## Parts of the exercise
**1.** Please name every organization that the medicinal marijuana article says Jean joined.
**2.** Reproduce word for word the stretch of the medicinal marijuana article from "Since then, she" through "a laboratory setting.".
**3.** Extend the medicinal marijuana article, starting right after its final sentence.

## Page extract
She moved to Austin permanently in April 2009, shortly after her surgery — a bit prematurely, as Jean said.
“I was still learning how to walk when I got here,” she said.
Since then, she has sought to educate the public about medicinal marijuana, which is legal — albeit tightly controlled — in 20 states. Jean has gotten more involved as the issue has gained more prominence. She joined the Minnesota chapter of Moms for Marijuana in 2011, spoke at length to local legislators about the various studies on medicinal marijuana and joined several community organizations including Vision 2020, the Austin Farmers Market and the Austin Community Alliance. Starting this summer she will have a booth at every Tuesdays on Main event to talk with people about the issue.
Nationally, medicinal marijuana supporters are gaining support, as states like Washington and Colorado decriminalize possessing weed and more medical studies show inhaling or injesting cannabis helps to manage cancer symptoms, and in some cases can kill cancer cells in a laboratory setting.
A recent report from the National Cancer Institute showed marijuana stopped breast cancer cell growth, adversely affected certain types of lung cancer and could help colon cancer patients as well. The National Cancer Institute has since said there is not enough evidence to recommend medicinal marijuana, but more studies on medicinal marijuana are scheduled by various medical groups.

## Extracted information
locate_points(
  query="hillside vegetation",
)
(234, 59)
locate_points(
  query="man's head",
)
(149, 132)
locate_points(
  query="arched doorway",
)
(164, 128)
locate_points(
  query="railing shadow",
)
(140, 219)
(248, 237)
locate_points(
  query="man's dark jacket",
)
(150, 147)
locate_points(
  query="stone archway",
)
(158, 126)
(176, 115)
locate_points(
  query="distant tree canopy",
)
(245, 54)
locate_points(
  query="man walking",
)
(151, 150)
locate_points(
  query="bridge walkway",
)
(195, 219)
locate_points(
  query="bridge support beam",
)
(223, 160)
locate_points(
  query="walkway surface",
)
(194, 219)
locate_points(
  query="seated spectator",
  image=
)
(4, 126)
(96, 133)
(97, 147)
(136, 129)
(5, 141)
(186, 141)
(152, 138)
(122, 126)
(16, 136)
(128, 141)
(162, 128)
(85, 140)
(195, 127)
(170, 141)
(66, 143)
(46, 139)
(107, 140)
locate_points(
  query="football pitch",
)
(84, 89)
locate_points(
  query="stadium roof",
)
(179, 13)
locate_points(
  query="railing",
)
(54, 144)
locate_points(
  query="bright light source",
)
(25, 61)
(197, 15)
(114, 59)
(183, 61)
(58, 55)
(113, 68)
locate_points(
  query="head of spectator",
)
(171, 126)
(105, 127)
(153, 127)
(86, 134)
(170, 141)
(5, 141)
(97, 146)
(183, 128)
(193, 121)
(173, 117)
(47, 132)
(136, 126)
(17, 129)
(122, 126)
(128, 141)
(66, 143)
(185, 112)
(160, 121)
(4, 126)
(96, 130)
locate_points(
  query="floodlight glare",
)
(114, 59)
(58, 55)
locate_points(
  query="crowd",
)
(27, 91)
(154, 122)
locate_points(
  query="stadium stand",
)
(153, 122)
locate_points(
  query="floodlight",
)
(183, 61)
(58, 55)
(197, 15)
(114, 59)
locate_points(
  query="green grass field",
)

## Exercise answers
**1.**
- The Minnesota chapter of Moms for Marijuana
- Vision 2020
- The Austin Farmers Market
- The Austin Community Alliance

**2.**
Since then, she has sought to educate the public about medicinal marijuana, which is legal — albeit tightly controlled — in 20 states. Jean has gotten more involved as the issue has gained more prominence. She joined the Minnesota chapter of Moms for Marijuana in 2011, spoke at length to local legislators about the various studies on medicinal marijuana and joined several community organizations including Vision 2020, the Austin Farmers Market and the Austin Community Alliance. Starting this summer she will have a booth at every Tuesdays on Main event to talk with people about the issue.
Nationally, medicinal marijuana supporters are gaining support, as states like Washington and Colorado decriminalize possessing weed and more medical studies show inhaling or injesting cannabis helps to manage cancer symptoms, and in some cases can kill cancer cells in a laboratory setting.

**3.**
Though more medical experts are publicly or privately supporting the use of medicinal marijuana, that doesn’t make the issue any less controversial given pot’s classification as an illegal substance in the U.S. Though she said she has since quit using marijuana for medicinal purposes, Jean was never given a prescription to use pot in the first place.
The issue has come before Minnesota’s legislators several times in the past, but has never garnered enough support to pass into law — the closest legislators came was in 2009, when they passed a medical marijuana bill that then-Gov. Tim Pawlenty ultimately vetoed.
“It’s not necessarily a partisan issue,” said Rep. Jeanne Poppe, DFL-Austin. “A wide variety of people on both sides support it.”
Poppe has supported previous efforts to legalize medical marijuana, but legislators have followed law enforcement officials’ advice in denying those bills.
Technically, state medical marijuana laws conflict with federal drug laws. States with medical marijuana laws have difficulty in properly enforcing those restrictions, according to Mower County Sheriff Terese Amazi. Amazi said she has heard how medical marijuana policy complicates law enforcement efforts to stop criminals transporting and possessing pot.
“You’re always going to have people who abuse that law,” she said.
Legislators will likely review the issue once more next session, as another medical marijuana bill has been introduced in the state House of Representatives and Senate. The bill would allow patients with “debilitating” illnesses — including cancer, glaucoma, post traumatic stress and multiple sclerosis — to buy up to 2.5 ounces of pot from medical dispensaries around the state.
Sen. Dan Sparks, DFL-Austin, said the issue likely won’t be solved by states without federal guidance on the issue.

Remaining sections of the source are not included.